**** Given records ****

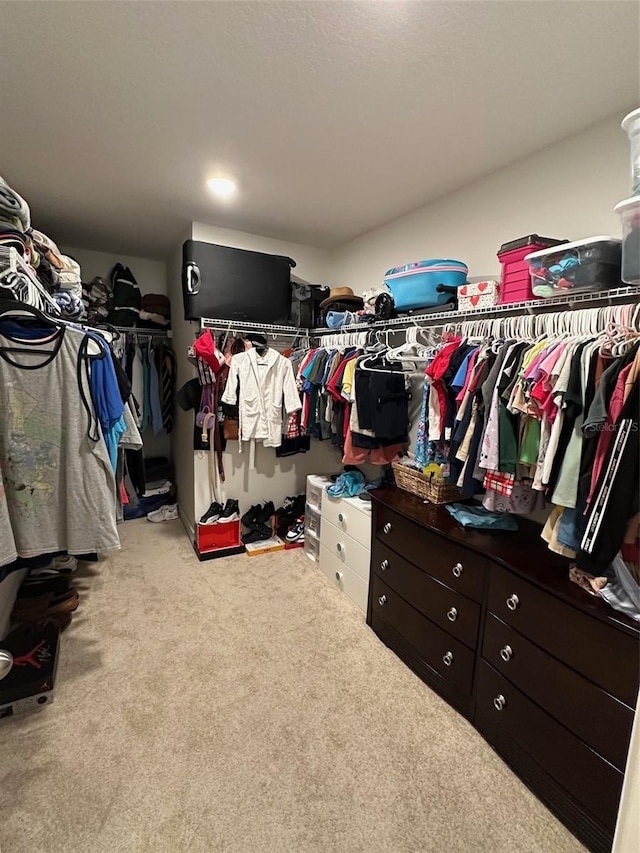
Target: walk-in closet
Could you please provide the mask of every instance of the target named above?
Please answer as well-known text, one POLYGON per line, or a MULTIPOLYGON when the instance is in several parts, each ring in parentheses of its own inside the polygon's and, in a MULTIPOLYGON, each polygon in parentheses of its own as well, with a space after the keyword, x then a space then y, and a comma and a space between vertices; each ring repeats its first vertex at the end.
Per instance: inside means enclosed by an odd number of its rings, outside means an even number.
POLYGON ((640 5, 0 7, 2 853, 636 853, 640 5))

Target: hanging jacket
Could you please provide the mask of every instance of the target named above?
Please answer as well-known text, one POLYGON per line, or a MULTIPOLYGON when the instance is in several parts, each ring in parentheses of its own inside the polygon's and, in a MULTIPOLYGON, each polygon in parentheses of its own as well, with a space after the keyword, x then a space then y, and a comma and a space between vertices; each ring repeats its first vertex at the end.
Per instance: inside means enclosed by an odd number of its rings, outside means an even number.
POLYGON ((282 408, 287 415, 302 408, 291 362, 274 349, 259 355, 256 349, 234 355, 229 367, 222 402, 235 405, 240 384, 239 439, 251 442, 251 465, 255 442, 265 447, 282 444, 282 408))

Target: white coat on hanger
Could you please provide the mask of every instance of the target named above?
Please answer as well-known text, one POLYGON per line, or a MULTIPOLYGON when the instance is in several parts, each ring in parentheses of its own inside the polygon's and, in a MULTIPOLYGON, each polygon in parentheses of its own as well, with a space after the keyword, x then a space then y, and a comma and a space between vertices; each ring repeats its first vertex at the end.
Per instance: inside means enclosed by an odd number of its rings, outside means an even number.
POLYGON ((289 359, 274 349, 263 356, 250 349, 234 355, 222 402, 235 406, 240 382, 239 447, 251 442, 250 464, 253 467, 255 442, 265 447, 282 444, 282 406, 288 415, 302 408, 293 368, 289 359))

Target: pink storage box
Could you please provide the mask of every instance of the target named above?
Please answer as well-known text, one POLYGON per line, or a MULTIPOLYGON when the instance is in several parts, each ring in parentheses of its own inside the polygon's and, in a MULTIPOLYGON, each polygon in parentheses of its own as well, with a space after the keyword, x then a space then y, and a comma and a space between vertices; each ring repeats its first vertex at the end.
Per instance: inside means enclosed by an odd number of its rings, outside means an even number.
POLYGON ((528 237, 521 237, 518 240, 504 243, 498 251, 498 259, 502 264, 499 304, 539 299, 540 297, 533 293, 531 273, 525 257, 531 252, 538 252, 566 242, 566 240, 557 240, 555 237, 540 237, 538 234, 530 234, 528 237))
POLYGON ((463 284, 458 288, 458 311, 492 308, 498 302, 500 284, 493 279, 463 284))

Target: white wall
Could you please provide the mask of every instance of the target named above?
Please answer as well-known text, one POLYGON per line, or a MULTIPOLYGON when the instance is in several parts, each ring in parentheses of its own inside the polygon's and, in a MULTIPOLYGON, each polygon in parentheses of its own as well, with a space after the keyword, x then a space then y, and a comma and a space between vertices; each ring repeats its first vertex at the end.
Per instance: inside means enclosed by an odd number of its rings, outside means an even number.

****

→ Given problem: Reproduce only the lines of the records starting at the line containing "Target: hanging jacket" and ending at the line containing "POLYGON ((289 359, 274", requests included, with every polygon vertex coordinate in the answers scaled by 0.65 and rounded to a whole number, halves rounded up.

→ Full solution:
Target: hanging jacket
Could you please provide the mask of every instance of the target named above?
Please answer as well-known text, one POLYGON per line, or a MULTIPOLYGON when the instance is in several parts, each ring in parentheses of its own inside the polygon's and, in a MULTIPOLYGON, each polygon in parentheses of its own as well, with a space after the keyword, x then a space then y, and a comma and a space between vertices; each ring repeats its first vertex at the end.
Per instance: inside means enclosed by an odd number of its rings, outside means an even number.
POLYGON ((183 265, 187 270, 196 265, 189 235, 178 227, 168 231, 166 227, 152 231, 149 239, 144 261, 153 263, 156 250, 155 285, 163 287, 163 302, 166 287, 172 291, 183 289, 183 265))

Target: white coat on hanger
Could you please provide the mask of every instance of the target named above?
Please answer as well-known text, one POLYGON per line, or a MULTIPOLYGON when the instance is in several parts, each ring in parentheses of its own inside the polygon's and, in a MULTIPOLYGON, each polygon in parentheses of its own as well, with a space after the keyword, x then a space then y, and a comma and a space between vertices; each ring repeats its first vertex at the end.
Per instance: inside means enclosed by an odd number of its rings, outside means an even number.
POLYGON ((188 233, 178 227, 171 231, 163 227, 152 231, 144 261, 153 264, 156 248, 155 291, 163 287, 163 302, 164 304, 166 287, 172 291, 183 289, 183 264, 187 270, 196 265, 190 239, 188 233))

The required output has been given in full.